[Stored records]
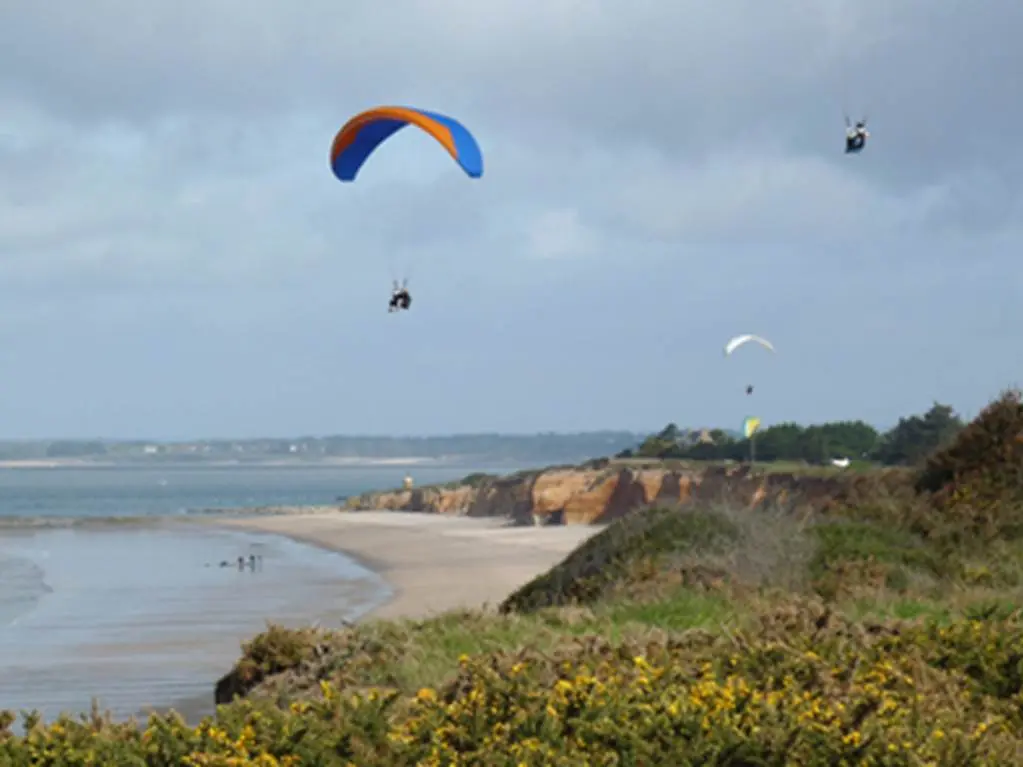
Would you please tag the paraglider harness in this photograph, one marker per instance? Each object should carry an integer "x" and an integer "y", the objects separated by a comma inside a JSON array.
[
  {"x": 855, "y": 136},
  {"x": 401, "y": 300}
]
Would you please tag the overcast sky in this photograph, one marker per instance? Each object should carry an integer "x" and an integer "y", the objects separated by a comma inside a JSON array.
[{"x": 177, "y": 260}]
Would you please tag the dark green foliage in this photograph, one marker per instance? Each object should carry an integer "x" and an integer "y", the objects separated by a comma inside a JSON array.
[
  {"x": 986, "y": 455},
  {"x": 907, "y": 443},
  {"x": 915, "y": 438}
]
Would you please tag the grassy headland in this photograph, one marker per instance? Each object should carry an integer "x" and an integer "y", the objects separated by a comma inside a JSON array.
[{"x": 881, "y": 628}]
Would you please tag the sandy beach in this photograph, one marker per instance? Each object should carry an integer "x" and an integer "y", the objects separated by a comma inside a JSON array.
[{"x": 433, "y": 562}]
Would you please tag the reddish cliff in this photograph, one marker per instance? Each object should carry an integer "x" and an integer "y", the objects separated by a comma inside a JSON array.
[{"x": 588, "y": 495}]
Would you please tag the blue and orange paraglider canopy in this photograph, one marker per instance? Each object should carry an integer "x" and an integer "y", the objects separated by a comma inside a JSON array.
[{"x": 363, "y": 133}]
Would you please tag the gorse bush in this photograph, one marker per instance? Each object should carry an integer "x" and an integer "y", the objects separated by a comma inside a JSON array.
[{"x": 801, "y": 687}]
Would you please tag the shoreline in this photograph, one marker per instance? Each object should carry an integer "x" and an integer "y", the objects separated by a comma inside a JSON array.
[
  {"x": 338, "y": 462},
  {"x": 433, "y": 564}
]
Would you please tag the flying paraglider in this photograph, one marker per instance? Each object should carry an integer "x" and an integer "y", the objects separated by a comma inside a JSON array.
[
  {"x": 401, "y": 300},
  {"x": 855, "y": 136},
  {"x": 360, "y": 136},
  {"x": 739, "y": 341}
]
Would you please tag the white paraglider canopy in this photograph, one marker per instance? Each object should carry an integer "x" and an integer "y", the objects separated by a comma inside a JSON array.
[{"x": 739, "y": 341}]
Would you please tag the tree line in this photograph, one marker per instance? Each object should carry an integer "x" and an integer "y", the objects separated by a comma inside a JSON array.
[{"x": 905, "y": 443}]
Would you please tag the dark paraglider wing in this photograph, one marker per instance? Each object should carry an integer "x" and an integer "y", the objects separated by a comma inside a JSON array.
[{"x": 360, "y": 136}]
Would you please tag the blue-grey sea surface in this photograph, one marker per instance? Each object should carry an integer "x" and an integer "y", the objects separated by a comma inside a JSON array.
[{"x": 141, "y": 614}]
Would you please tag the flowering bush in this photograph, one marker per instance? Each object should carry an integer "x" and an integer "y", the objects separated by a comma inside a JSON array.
[{"x": 803, "y": 687}]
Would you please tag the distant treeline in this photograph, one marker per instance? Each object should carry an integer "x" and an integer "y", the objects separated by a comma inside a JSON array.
[
  {"x": 551, "y": 448},
  {"x": 907, "y": 442}
]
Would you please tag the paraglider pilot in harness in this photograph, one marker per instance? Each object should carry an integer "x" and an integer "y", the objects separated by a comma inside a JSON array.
[
  {"x": 400, "y": 298},
  {"x": 855, "y": 136}
]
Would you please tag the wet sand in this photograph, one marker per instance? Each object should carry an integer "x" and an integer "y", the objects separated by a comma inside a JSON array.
[
  {"x": 433, "y": 562},
  {"x": 143, "y": 616}
]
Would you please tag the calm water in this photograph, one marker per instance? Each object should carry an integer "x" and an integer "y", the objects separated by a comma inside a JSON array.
[
  {"x": 165, "y": 491},
  {"x": 144, "y": 615}
]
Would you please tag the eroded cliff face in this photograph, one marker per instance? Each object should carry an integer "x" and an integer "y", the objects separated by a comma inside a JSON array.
[{"x": 597, "y": 495}]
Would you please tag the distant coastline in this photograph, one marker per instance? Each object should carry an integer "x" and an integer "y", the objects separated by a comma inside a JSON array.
[{"x": 228, "y": 462}]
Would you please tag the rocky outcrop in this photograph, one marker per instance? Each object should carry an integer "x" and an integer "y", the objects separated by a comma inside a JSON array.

What is needed ::
Set down each entry again exactly as written. Pictures stay out.

Expected answer ::
Would you please tag the paraglider harness in this photograph, one marker per instance? Each object should carry an integer "x" and an integer "y", the objects separated by a comma inside a JSON array.
[
  {"x": 855, "y": 136},
  {"x": 401, "y": 300}
]
Would you please tag the overcast sky in this photograph, one marker per instance? Each object should carry an integer "x" and an integer "y", the objects separated by a comma inside a JSON array.
[{"x": 177, "y": 260}]
Would you please tag the dark green foliage in this photograph, one marker per instance? Each object should carry an integer "x" and an integer "y", the objects separated by a comma inside a JSON array.
[
  {"x": 986, "y": 455},
  {"x": 907, "y": 443},
  {"x": 915, "y": 438}
]
Would you please tag the grassy headland in this photograph, one marker per instance? Each object should carry an integer "x" and an integer "y", the objects separated by a comma inside a JSON array.
[{"x": 881, "y": 628}]
Would you please tag the sandy beach in this photograph, one marker per instance? Each object should carry an integer "x" and an integer "y", the objects separated by a comma inside a JSON array.
[{"x": 433, "y": 562}]
Would you please tag the reddish cliff in this photograph, one marker per instance? Each object should carry an integer "x" and an integer "y", the objects separated by a comma inside a JSON array.
[{"x": 588, "y": 495}]
Would you please tag the blue and orange paraglider canopy in this photograph, one marker per instance? Each object should carry an integer "x" and an integer "y", the objects separated by a comma inside a JSON array.
[{"x": 363, "y": 133}]
Would you please tag the gorse bush in this photograph, one marker per instance? Each object should carry an integer "x" and an integer "y", the objects separated by a comma inside a JSON array.
[{"x": 801, "y": 687}]
Would you please tag the shoreline in this photograph, one marker per instance? Each object should carry an integer "x" and an integer "y", the objects separated by a comma inside a JSON array.
[
  {"x": 338, "y": 462},
  {"x": 433, "y": 564}
]
Would you please tag the flying paraglider in this photograph, one marker per instance? Each object should carry an integer "x" and an integer "y", the objects separated by a comma inside a JSON array.
[
  {"x": 401, "y": 300},
  {"x": 855, "y": 136},
  {"x": 360, "y": 136},
  {"x": 739, "y": 341}
]
Would you please tag the white paraglider canopy in this photograph, one marker per instance? Each object should carry an integer "x" and an integer "y", the objects separated by a comma inside a JSON array.
[{"x": 739, "y": 341}]
Would you please tag the tree line in this photograph, one marker per instance? Each object should carry an integer "x" and an integer "y", the objects separated by a comma inside a JSON array.
[{"x": 905, "y": 443}]
Would you please tag the dark paraglider wing in this photograph, one marker per instance? Each object should carry an integer "x" and an integer "y", the objects separated by a comma inside a JSON array.
[{"x": 360, "y": 136}]
Would you please tag the blue-grey sea surface in this photograph, one marker per instance? Each object should carry an integer "x" and an integer "y", the objects separated by a comma inside a JSON array.
[{"x": 141, "y": 614}]
Would you please tag the flowering bush in this photograph, one marker per instance? Each object should carry an integer "x" and an integer "y", the objects separated by a comma inside a JSON array.
[{"x": 803, "y": 687}]
Would you please tag the distant treeline in this photograph, one marker per instance? Each object should carry an integer "x" and an integer "y", the objects separated by a comma inside a JSON array.
[
  {"x": 551, "y": 448},
  {"x": 907, "y": 442}
]
Would you please tag the paraglider pilot in harness in this photograph, one marker per instance? Each object should carry an integer "x" and an integer "y", the objects separated by a comma inside a JSON array.
[
  {"x": 400, "y": 298},
  {"x": 855, "y": 136}
]
Would you please tag the wet sand in this photograph, one marker per instance? Each object should carry an integer "x" and an integer "y", the objects separated by a comma inside a JSON array.
[
  {"x": 433, "y": 562},
  {"x": 143, "y": 616}
]
Would you please tag the calm water in this photograph, one marker per instance? Each object should carry an integer "x" and an integer "y", the objects separated by a comma inside a JSON array.
[
  {"x": 165, "y": 491},
  {"x": 144, "y": 615}
]
Would you please tag the eroded cliff face in this photograph, one marker per instance? Each object should carry an integer "x" and an integer "y", the objects separated by a comma inside a JSON array.
[{"x": 597, "y": 495}]
Would you please tag the distant coastline in this photograph, one marker per instance? Each object should carry an integer "x" and an integer "y", the objects separated by a comma inside a JSON array.
[{"x": 228, "y": 462}]
Would you please tag the rocky outcrop in this photograph, one marker per instance? Each object should carry an integer "x" and an integer "y", the objects separated by a comma inside a JSON array.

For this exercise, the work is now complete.